---------- TEXTE PRÉSENTÉ

«Plus qu’un simple passe-temps»

Elle a été à Gondo et a recherché un collègue sous les décombres. Au Japon, elle a constaté à quel point une intervention sous danger de mort permanent peut néanmoins renforcer les gens. Denise Affolter a fait de son amour pour les chiens et de son engagement pour le sauvetage son métier. En Valais, la femme tourbillonnante est partout, là où il s’agit de chiens. Son principe de base, même lors de catastrophes naturelles majeures : il n’y a pas de problèmes, mais seulement des défis. Et des solutions pour cela.

Interview: Dagmar Wurzbacher
Photos: Raphael Falchi

 

Madame Affolter, vous êtes cheffe d’intervention du groupe régional REDOG du Valais. Cela signifiet- il que vous avez jour et nuit votre portable à portée de main?

Denise Affolter (Rires.)
Oui. Etre membre de REDOG représente plus qu’un simple passe-temps, c’est un engagement.

--------------------
---------- ITEMS FOURNIS

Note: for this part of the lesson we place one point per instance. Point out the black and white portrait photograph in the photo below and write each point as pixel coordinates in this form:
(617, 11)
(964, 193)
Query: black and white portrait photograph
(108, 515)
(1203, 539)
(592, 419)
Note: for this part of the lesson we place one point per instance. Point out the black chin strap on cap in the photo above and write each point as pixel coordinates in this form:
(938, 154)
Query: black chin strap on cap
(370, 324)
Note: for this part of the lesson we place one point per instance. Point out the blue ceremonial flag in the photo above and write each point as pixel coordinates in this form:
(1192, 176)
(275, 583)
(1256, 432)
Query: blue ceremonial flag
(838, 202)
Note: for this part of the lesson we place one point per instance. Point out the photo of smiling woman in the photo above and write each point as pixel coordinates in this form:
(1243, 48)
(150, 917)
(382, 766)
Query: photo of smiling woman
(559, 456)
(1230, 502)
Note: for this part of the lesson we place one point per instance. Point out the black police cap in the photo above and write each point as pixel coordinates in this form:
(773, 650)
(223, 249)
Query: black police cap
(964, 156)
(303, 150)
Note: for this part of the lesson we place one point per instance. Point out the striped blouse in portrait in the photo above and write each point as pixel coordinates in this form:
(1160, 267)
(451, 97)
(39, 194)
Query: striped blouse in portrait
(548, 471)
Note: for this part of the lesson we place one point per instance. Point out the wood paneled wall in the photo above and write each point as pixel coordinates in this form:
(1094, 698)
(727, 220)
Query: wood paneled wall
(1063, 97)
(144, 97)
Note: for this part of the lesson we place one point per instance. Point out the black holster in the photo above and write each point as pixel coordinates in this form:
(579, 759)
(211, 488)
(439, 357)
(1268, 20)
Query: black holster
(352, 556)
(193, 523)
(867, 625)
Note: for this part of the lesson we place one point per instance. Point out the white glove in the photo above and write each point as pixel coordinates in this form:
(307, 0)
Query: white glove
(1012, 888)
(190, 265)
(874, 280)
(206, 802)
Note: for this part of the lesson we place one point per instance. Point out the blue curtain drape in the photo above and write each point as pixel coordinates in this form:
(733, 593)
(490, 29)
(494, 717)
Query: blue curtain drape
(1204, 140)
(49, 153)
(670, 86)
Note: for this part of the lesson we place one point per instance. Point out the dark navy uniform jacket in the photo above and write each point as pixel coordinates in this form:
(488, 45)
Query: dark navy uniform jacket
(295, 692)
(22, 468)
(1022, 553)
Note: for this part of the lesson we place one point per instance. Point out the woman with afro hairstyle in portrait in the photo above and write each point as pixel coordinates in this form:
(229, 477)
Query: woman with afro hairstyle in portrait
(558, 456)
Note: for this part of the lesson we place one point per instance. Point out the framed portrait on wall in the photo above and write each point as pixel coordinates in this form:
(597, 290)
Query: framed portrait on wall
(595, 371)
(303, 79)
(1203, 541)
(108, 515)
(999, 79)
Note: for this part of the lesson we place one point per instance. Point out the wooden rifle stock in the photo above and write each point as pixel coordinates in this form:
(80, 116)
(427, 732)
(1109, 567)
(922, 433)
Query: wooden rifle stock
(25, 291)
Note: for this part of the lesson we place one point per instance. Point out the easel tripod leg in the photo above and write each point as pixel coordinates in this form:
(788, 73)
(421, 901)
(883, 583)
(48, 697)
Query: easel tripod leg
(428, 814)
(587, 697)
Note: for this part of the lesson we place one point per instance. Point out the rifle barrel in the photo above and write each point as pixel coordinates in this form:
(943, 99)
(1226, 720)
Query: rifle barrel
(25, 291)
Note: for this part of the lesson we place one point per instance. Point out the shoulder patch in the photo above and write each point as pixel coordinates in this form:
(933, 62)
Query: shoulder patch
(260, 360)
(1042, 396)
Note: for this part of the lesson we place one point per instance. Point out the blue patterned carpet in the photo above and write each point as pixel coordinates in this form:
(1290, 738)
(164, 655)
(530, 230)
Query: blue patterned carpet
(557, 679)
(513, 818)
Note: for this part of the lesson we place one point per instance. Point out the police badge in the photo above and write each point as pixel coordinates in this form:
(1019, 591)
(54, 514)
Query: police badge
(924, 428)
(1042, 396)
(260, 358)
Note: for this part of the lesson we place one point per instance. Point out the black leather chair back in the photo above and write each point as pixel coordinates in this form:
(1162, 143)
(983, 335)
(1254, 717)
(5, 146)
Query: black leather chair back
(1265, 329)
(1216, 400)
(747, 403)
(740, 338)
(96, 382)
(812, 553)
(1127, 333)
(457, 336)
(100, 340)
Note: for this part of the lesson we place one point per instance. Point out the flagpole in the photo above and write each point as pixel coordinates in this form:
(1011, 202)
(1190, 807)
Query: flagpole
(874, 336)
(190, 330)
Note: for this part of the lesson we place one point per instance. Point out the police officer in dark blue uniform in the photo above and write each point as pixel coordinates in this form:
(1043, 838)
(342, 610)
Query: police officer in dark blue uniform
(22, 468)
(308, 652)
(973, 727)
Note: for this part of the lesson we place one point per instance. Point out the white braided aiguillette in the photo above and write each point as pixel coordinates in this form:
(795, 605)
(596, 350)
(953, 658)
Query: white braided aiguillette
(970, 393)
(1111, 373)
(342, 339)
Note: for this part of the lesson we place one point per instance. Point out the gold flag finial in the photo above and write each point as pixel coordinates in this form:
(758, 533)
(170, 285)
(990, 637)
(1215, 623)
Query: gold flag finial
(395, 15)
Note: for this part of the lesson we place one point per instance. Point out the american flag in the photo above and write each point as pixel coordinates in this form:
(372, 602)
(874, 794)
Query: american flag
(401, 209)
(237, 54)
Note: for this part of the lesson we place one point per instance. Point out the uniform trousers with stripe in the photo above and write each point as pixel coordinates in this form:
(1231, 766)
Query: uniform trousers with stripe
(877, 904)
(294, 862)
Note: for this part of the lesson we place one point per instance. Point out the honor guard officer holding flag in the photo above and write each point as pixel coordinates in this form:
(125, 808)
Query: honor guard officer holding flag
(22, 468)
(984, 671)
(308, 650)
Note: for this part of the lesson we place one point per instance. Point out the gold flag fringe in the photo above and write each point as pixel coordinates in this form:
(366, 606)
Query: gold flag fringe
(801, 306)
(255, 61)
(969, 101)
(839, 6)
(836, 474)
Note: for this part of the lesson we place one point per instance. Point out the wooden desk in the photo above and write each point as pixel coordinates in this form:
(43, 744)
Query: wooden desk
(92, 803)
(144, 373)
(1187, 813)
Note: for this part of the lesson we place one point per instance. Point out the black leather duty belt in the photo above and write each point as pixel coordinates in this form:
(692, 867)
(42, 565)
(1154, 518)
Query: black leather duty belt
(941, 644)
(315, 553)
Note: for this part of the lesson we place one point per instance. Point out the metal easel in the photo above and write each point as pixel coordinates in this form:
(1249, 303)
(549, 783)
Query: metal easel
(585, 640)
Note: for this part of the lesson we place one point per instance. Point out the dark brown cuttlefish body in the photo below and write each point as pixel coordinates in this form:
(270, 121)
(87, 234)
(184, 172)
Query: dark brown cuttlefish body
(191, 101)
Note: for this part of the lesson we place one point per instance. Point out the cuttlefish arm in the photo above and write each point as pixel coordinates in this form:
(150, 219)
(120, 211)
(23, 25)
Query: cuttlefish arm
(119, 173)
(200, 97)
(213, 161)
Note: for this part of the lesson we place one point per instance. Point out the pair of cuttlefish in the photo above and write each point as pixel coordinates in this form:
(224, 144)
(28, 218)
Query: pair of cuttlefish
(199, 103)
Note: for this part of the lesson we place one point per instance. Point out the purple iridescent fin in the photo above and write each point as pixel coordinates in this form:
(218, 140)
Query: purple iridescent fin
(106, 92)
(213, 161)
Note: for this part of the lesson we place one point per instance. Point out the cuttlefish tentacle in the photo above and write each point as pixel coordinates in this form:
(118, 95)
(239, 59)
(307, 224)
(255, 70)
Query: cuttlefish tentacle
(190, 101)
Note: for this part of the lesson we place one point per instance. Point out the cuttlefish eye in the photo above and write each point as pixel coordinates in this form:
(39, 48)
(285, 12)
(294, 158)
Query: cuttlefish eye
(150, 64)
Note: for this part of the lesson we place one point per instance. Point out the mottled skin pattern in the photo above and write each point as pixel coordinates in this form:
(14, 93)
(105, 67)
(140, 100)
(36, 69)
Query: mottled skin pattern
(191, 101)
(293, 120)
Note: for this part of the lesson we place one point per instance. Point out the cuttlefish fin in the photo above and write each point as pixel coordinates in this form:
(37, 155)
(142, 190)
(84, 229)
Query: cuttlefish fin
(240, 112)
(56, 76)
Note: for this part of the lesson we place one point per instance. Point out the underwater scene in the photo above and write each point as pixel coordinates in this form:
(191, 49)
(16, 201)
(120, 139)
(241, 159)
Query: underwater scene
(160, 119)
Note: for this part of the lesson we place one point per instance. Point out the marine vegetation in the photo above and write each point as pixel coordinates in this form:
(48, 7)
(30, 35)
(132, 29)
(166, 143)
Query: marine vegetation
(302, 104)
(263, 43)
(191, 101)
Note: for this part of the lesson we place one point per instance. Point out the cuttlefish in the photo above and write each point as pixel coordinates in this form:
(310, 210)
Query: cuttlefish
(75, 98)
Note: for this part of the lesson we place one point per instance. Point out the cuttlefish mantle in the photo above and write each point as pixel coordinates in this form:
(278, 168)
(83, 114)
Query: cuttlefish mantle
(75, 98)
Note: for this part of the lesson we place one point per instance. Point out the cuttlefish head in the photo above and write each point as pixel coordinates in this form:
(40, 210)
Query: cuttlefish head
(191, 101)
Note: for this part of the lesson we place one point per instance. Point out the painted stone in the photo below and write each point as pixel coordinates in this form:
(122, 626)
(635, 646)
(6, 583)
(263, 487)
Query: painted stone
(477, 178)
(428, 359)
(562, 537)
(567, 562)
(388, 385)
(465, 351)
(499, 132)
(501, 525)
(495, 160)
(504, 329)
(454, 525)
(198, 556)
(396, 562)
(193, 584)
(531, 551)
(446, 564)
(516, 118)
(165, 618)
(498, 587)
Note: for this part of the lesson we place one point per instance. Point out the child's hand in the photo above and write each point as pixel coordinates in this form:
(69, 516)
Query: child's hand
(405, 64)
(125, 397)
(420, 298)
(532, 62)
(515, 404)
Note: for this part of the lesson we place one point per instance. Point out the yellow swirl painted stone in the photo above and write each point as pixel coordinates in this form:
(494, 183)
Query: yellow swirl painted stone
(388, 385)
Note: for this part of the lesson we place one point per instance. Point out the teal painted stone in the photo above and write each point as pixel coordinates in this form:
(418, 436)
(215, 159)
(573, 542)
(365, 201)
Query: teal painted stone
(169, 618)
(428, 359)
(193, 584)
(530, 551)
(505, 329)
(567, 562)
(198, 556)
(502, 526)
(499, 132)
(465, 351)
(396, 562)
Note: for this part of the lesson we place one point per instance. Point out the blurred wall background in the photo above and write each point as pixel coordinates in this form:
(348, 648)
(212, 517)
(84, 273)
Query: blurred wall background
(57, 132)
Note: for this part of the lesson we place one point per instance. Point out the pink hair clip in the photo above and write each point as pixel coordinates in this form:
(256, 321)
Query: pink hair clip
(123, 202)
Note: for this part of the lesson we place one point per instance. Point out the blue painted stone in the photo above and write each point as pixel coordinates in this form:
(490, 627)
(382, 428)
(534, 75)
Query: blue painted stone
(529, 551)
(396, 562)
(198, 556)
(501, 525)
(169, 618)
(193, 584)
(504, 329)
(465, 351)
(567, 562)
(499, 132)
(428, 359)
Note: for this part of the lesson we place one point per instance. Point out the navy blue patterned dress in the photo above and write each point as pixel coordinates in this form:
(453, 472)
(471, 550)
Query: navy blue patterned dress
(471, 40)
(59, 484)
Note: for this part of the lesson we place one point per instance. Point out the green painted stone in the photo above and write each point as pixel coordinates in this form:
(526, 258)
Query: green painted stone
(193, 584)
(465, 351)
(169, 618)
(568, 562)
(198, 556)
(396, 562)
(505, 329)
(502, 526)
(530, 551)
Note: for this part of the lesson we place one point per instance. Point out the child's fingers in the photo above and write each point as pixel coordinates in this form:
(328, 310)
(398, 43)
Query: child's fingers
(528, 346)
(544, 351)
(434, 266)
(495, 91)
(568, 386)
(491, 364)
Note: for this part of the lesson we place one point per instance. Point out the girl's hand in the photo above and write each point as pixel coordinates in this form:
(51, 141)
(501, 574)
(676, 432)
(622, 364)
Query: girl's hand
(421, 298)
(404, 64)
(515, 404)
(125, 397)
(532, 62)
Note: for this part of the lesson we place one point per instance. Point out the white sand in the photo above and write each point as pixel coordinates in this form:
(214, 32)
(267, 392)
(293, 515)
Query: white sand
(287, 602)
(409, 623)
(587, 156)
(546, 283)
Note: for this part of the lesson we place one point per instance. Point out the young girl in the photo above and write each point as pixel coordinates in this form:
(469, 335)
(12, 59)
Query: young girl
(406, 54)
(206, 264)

--------------------

▸ CONSIGNE
Recopiez tout ce qui va de « Elle a été à » jusqu'à « portée de main? » dans l'entretien sur REDOG, en renommant « Valais » en « Tessin ». Les items proviennent d'une autre source que le texte.

▸ RÉSULTAT
Elle a été à Gondo et a recherché un collègue sous les décombres. Au Japon, elle a constaté à quel point une intervention sous danger de mort permanent peut néanmoins renforcer les gens. Denise Affolter a fait de son amour pour les chiens et de son engagement pour le sauvetage son métier. En Tessin, la femme tourbillonnante est partout, là où il s’agit de chiens. Son principe de base, même lors de catastrophes naturelles majeures : il n’y a pas de problèmes, mais seulement des défis. Et des solutions pour cela.

Interview: Dagmar Wurzbacher
Photos: Raphael Falchi

 

Madame Affolter, vous êtes cheffe d’intervention du groupe régional REDOG du Tessin. Cela signifiet- il que vous avez jour et nuit votre portable à portée de main?